#### WORK INSTRUCTIONS:
Pull every line from the items below and reproduce it verbatim, leaving the pictures out.

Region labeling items
··········
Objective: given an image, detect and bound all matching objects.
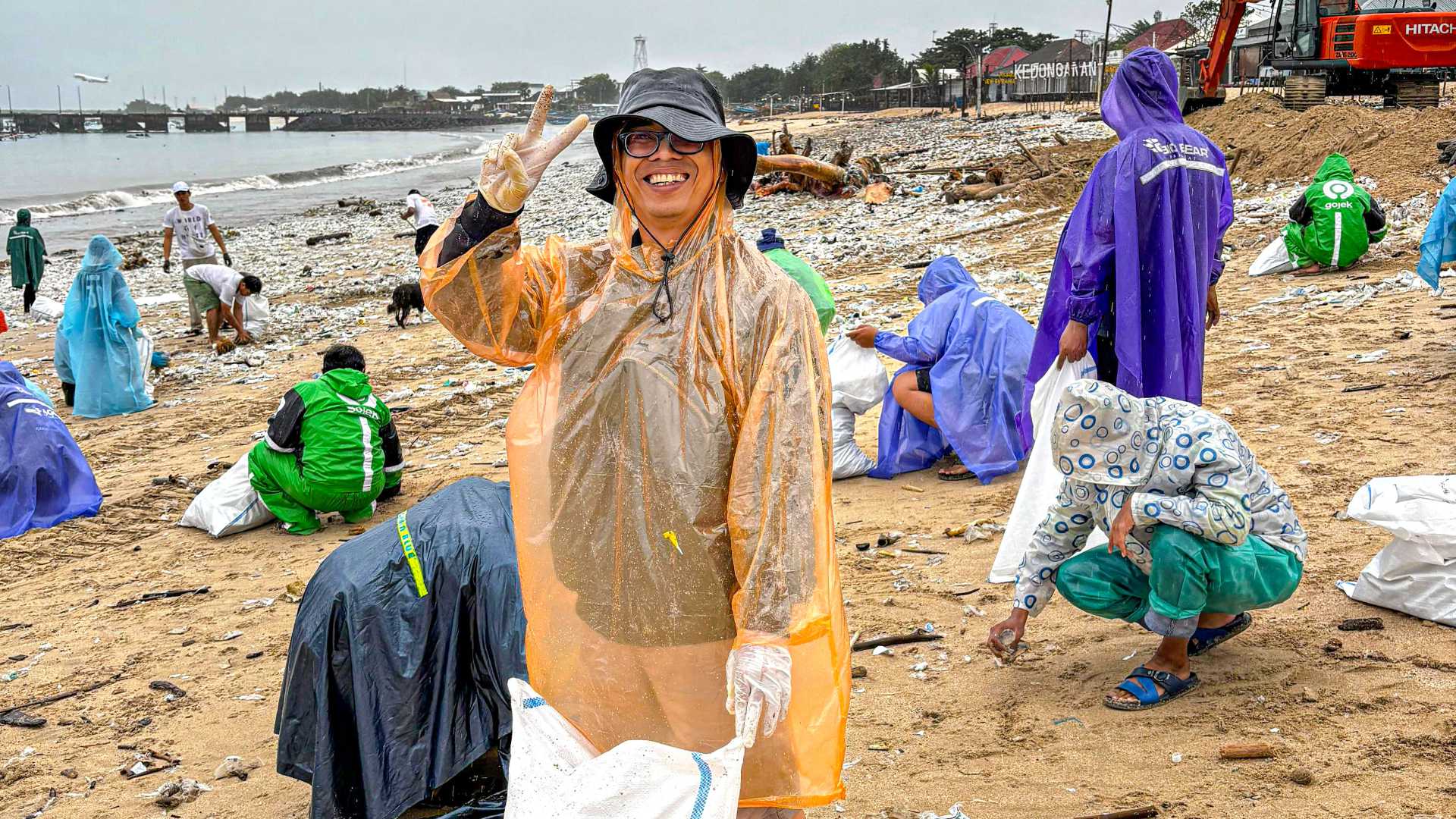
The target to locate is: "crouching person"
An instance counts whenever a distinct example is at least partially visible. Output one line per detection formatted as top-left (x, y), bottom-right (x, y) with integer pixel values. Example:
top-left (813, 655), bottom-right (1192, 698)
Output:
top-left (989, 381), bottom-right (1306, 711)
top-left (247, 344), bottom-right (405, 535)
··········
#### TASK RESULT:
Objective: given an image, detect and bound all matching objects.
The target to locate is: "crouching person"
An instance counts whenever a distinct example is at least partially visible. Output one line per detection formatted as top-left (x, y), bottom-right (x, y) with integer pixel values. Example:
top-left (813, 655), bottom-right (1192, 698)
Output:
top-left (989, 381), bottom-right (1306, 711)
top-left (247, 344), bottom-right (405, 535)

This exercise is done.